**Metin**
== == ==
COVID-19a karşı alınan önlemlere ilişkin araştırma ve soru önergelerimiz

Grup Başkanvekilimiz Meral Danış Beştaş, COVID-19 salgını kapsamında cezaevlerinde alınan önlemlerin tespiti ve incelenmesi amacıyla TBMM'ye araştırma önergesi verdi. Beştaş ayrıca, cezaevlerinde alınan önlemlere ilişkin Adalet Bakanı Abdulhamit Gül ve Sağlık Bakanı Fahrettin Koca'nın yanıtlaması istemiyle soru önergeleri de verdi. Beştaş araştırma önergesinde şu ifadelere yer verdi:

TÜRKİYE BÜYÜK MİLLET MECLİSİ BAŞKANLIĞI’NA

Dünyada ve Türkiye’de hızla ilerleyen ve can kayıplarına neden olan Covid-19 salgını kapsamında cezaevlerinde alınan önlemlerin tespiti, incelenmesi, cezaevinde kalan mahpuslar için alınacak tedbirlerin belirlenmesi ve hak ihlallerinin engellenmesi amacıyla Anayasa’nın 98 inci İçtüzüğün 104 üncü ve 105 inci maddeleri gereğince Meclis Araştırması açılması için gereğini arz ve teklif ederiz.

GEREKÇE

DSÖ tarafından Covid-19 salgını nedeniyle pandemi ilan edilmiş ve bu kapsamda geniş çaplı çeşitli önlemler alınmıştır. Ancak cezaevlerindeki mahpuslara dair Adalet Bakanlığınca cezaevlerinde henüz Covid-19 vakasına rastlanmadığı belirtilmiş ve “Ateş ölçer, maske, eldiven tedarik edilmiş durumdadır. Tüm taraflar dinlenerek teknik çalışmalar yapıldı. Hükümlü ve tutuklular devlete emanet, onların sağlığı için her türlü titizlik gösteriliyor.” şeklinde açıklama ile yetinilmiştir. Hakeza salgının ülkede ortaya çıkmasının ardından ziyaretçi yasağı da cezaevlerinde alınan önlemler arasındaydı.

Fakat salgının dışarıdan gelebilmesi ihtimali göz ardı edilmiş, cezaevine dışarıdan virüs taşıyacak olanların yalnızca ziyaretçiler değil cezaevi çalışanlarının olma ihtimali değerlendirilmemiştir. Oysa cezaevi görevlileri yemek, sayım, havalandırma ve benzeri çeşitli gerekçelerle mahpuslara gün içinde birden fazla kez temas etmektedir.  Halihazırda milyonlarca yurttaş alınan önlemler kapsamında bir nevi ev hapsindeyken, ülke dışına çıkışlar durdurulmuş hatta il dışına çıkışlar da zaruri hallerde izin şartına bağlanmışken kaçma şüphesi bulunmayan mahpusların tahliyelerine olanak sağlanmaması izaha muhtaçtır.
== == ==
**Verilen Malzeme**
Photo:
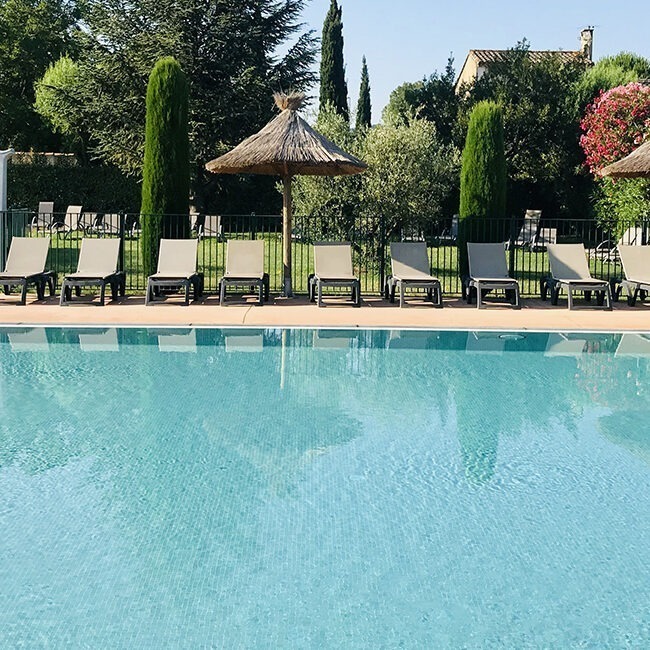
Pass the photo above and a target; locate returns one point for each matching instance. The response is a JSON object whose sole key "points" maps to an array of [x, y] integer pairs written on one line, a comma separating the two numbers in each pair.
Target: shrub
{"points": [[166, 171]]}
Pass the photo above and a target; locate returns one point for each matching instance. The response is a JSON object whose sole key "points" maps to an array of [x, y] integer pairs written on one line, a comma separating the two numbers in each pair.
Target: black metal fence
{"points": [[526, 243]]}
== == ==
**Alıştırma 1**
COVID-19 önlemleri metnine göre soru önergelerini hangi bakanların yanıtlaması istenmiştir?
**Alıştırma 2**
COVID-19 önlemleri metninde "Fakat salgının dışarıdan" sözlerinin geçtiği yerden başlayıp "sağlanmaması izaha muhtaçtır." sözlerinden sonra durarak bu kısmı yeniden yazar mısınız? Yazarken "cezaevi görevlileri" ifadesini "gardiyanlar" olarak yeniden adlandırın.
Listenin metinle herhangi bir ilgisi yoktur.

**Yanıtınız 1**
Adalet Bakanı Abdulhamit Gül ve Sağlık Bakanı Fahrettin Koca.

**Yanıtınız 2**
Fakat salgının dışarıdan gelebilmesi ihtimali göz ardı edilmiş, cezaevine dışarıdan virüs taşıyacak olanların yalnızca ziyaretçiler değil cezaevi çalışanlarının olma ihtimali değerlendirilmemiştir. Oysa gardiyanlar yemek, sayım, havalandırma ve benzeri çeşitli gerekçelerle mahpuslara gün içinde birden fazla kez temas etmektedir.  Halihazırda milyonlarca yurttaş alınan önlemler kapsamında bir nevi ev hapsindeyken, ülke dışına çıkışlar durdurulmuş hatta il dışına çıkışlar da zaruri hallerde izin şartına bağlanmışken kaçma şüphesi bulunmayan mahpusların tahliyelerine olanak sağlanmaması izaha muhtaçtır.